TASK INSTRUCTIONS
Reproduce verbatim the part of the data that opens with the line containing "[tag] mountain (a dot for each instance)" and continues through the end of the data.

........

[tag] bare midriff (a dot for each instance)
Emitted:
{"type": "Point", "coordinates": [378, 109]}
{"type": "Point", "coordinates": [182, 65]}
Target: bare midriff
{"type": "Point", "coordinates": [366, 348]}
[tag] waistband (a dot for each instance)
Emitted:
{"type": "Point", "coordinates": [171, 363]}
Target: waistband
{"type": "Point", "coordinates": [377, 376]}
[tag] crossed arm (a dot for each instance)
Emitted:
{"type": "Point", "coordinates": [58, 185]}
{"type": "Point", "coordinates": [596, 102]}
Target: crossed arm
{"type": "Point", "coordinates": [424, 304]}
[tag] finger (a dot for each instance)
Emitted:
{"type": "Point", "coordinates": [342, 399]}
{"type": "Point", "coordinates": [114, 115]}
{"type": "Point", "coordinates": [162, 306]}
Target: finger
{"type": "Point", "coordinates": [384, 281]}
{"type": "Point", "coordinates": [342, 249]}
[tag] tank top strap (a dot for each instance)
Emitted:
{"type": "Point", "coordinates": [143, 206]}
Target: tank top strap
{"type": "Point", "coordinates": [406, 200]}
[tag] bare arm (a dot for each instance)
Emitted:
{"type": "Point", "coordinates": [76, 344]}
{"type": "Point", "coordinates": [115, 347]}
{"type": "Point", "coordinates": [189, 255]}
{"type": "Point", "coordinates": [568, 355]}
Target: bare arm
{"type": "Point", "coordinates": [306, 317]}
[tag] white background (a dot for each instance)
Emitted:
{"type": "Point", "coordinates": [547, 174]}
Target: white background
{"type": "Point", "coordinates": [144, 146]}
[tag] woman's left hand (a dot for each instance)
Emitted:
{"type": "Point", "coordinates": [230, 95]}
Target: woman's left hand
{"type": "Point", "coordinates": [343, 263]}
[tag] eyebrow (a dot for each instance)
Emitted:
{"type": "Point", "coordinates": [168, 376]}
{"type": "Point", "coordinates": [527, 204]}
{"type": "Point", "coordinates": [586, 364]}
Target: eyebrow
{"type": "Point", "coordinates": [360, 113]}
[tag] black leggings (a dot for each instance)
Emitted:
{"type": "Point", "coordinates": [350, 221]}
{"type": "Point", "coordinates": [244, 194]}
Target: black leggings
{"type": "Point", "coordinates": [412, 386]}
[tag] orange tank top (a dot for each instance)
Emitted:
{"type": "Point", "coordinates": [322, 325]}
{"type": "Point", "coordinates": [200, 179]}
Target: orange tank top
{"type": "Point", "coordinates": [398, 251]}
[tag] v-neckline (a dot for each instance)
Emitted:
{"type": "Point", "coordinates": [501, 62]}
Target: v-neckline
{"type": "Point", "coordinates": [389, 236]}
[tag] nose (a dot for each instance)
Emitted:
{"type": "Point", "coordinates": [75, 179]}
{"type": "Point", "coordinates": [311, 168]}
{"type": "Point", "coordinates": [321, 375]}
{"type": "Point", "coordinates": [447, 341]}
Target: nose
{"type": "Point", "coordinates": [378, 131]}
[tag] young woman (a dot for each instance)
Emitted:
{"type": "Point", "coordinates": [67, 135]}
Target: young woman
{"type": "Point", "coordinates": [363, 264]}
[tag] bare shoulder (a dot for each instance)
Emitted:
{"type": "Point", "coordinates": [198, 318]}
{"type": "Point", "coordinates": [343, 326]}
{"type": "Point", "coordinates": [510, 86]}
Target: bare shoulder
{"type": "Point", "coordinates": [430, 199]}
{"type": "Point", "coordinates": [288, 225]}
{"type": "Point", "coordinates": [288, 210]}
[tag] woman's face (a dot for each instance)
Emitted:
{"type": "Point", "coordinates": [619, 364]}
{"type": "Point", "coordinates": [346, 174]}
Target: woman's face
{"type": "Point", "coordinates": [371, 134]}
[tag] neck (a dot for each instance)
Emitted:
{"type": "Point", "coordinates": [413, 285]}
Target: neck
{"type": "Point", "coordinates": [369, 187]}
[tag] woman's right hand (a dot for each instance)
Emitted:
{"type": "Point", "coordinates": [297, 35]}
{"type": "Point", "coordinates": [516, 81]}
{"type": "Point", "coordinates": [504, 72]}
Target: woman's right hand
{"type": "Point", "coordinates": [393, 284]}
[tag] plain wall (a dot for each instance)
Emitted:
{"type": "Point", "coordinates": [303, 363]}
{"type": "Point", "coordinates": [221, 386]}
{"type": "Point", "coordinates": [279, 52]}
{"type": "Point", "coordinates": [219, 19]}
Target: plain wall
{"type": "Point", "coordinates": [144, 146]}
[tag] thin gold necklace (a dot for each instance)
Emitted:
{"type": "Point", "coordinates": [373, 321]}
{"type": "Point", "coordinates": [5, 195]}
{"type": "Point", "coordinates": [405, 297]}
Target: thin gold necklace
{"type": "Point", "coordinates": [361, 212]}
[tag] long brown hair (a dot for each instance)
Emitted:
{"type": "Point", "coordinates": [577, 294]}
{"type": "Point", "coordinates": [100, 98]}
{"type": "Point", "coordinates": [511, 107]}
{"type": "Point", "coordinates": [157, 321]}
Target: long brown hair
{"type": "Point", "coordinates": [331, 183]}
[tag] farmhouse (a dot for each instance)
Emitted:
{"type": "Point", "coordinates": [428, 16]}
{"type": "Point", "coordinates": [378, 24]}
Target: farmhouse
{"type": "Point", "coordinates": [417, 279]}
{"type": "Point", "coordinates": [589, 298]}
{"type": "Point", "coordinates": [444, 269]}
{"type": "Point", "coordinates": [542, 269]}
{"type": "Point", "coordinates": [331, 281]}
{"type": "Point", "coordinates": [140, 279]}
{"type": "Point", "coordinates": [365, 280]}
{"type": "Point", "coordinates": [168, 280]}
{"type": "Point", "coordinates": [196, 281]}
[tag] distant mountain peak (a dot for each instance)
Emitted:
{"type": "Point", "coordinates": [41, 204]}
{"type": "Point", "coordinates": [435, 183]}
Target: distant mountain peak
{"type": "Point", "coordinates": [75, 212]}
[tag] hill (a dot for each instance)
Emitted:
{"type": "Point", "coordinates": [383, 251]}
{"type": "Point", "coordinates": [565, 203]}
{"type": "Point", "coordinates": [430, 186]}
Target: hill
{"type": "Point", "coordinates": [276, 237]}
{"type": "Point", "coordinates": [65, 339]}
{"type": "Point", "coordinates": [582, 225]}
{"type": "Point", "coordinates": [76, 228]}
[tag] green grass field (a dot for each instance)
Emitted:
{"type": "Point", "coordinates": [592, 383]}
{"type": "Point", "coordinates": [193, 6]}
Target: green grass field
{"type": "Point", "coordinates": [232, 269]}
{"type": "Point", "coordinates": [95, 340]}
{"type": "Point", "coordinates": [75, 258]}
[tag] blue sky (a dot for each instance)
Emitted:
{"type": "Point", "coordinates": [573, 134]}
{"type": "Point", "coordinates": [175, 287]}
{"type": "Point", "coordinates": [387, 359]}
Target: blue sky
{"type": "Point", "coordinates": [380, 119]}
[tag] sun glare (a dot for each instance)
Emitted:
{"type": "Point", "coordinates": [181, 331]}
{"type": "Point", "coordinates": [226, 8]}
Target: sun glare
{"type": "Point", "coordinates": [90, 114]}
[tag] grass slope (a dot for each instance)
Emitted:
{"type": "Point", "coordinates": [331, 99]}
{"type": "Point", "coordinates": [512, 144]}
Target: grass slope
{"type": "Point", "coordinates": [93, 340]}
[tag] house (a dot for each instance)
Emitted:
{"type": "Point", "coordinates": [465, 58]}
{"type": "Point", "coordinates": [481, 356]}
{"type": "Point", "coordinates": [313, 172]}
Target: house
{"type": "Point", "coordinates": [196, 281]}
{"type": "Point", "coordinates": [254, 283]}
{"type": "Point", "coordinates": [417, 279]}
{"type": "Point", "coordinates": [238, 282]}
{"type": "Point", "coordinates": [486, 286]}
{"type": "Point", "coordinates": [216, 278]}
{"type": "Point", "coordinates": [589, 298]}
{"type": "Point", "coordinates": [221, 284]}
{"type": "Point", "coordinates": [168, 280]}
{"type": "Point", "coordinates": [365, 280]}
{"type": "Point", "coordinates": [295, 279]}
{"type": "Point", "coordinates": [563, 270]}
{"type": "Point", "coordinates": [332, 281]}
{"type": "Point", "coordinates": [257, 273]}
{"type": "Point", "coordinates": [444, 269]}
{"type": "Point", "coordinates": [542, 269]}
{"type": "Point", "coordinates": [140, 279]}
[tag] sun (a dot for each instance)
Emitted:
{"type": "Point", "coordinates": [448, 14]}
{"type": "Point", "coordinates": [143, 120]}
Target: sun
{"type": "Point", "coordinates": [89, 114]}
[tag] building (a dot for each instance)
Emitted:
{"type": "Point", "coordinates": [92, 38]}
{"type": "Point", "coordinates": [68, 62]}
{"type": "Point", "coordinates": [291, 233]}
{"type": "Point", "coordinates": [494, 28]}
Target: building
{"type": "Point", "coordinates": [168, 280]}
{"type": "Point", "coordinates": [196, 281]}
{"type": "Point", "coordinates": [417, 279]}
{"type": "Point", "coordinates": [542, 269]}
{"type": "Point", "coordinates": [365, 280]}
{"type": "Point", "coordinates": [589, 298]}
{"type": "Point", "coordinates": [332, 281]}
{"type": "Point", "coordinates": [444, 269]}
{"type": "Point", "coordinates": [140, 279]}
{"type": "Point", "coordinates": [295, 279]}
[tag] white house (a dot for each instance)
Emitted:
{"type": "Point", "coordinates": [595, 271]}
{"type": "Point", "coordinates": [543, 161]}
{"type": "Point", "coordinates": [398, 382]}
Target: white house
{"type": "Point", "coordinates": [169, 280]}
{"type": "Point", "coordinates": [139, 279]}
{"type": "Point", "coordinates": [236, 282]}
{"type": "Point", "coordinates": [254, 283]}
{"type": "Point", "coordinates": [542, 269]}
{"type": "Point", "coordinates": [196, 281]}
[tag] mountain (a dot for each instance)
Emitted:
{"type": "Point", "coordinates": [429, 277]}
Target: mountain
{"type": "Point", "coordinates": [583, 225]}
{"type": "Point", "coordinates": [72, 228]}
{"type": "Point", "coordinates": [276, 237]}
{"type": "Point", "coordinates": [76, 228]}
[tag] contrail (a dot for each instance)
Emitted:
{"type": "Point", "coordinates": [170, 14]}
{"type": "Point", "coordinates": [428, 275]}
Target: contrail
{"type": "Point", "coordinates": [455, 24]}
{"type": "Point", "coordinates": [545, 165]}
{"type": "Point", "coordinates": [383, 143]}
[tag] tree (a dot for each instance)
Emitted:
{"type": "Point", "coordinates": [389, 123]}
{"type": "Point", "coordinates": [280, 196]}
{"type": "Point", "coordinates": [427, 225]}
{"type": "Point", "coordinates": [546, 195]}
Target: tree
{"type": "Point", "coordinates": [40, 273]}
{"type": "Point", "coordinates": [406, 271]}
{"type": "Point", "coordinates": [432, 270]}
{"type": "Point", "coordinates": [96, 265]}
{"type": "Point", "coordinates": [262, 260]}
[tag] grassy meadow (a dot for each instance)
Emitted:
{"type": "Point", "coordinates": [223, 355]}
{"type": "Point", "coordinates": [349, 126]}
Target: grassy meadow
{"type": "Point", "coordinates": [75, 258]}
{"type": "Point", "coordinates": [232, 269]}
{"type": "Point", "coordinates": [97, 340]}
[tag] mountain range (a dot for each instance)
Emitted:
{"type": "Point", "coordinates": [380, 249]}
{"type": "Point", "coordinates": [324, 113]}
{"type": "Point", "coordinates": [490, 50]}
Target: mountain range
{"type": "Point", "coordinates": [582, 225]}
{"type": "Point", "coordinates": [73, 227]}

........

FINAL RESULT
[tag] mountain (a dot for each instance)
Emitted:
{"type": "Point", "coordinates": [429, 277]}
Target: mountain
{"type": "Point", "coordinates": [583, 225]}
{"type": "Point", "coordinates": [72, 228]}
{"type": "Point", "coordinates": [276, 237]}
{"type": "Point", "coordinates": [76, 228]}
[tag] contrail (a dot for each instance)
Emitted:
{"type": "Point", "coordinates": [170, 14]}
{"type": "Point", "coordinates": [428, 275]}
Target: contrail
{"type": "Point", "coordinates": [455, 24]}
{"type": "Point", "coordinates": [545, 165]}
{"type": "Point", "coordinates": [383, 143]}
[tag] tree (a dot for each instance)
Emitted:
{"type": "Point", "coordinates": [389, 123]}
{"type": "Point", "coordinates": [280, 196]}
{"type": "Point", "coordinates": [427, 225]}
{"type": "Point", "coordinates": [546, 195]}
Target: tree
{"type": "Point", "coordinates": [40, 273]}
{"type": "Point", "coordinates": [406, 271]}
{"type": "Point", "coordinates": [432, 270]}
{"type": "Point", "coordinates": [96, 265]}
{"type": "Point", "coordinates": [262, 260]}
[tag] grassy meadow (a dot for each instance)
Emitted:
{"type": "Point", "coordinates": [223, 355]}
{"type": "Point", "coordinates": [349, 126]}
Target: grassy meadow
{"type": "Point", "coordinates": [75, 258]}
{"type": "Point", "coordinates": [232, 269]}
{"type": "Point", "coordinates": [97, 340]}
[tag] mountain range (a dot for each instance)
Emitted:
{"type": "Point", "coordinates": [380, 249]}
{"type": "Point", "coordinates": [324, 113]}
{"type": "Point", "coordinates": [490, 50]}
Target: mountain range
{"type": "Point", "coordinates": [582, 225]}
{"type": "Point", "coordinates": [73, 227]}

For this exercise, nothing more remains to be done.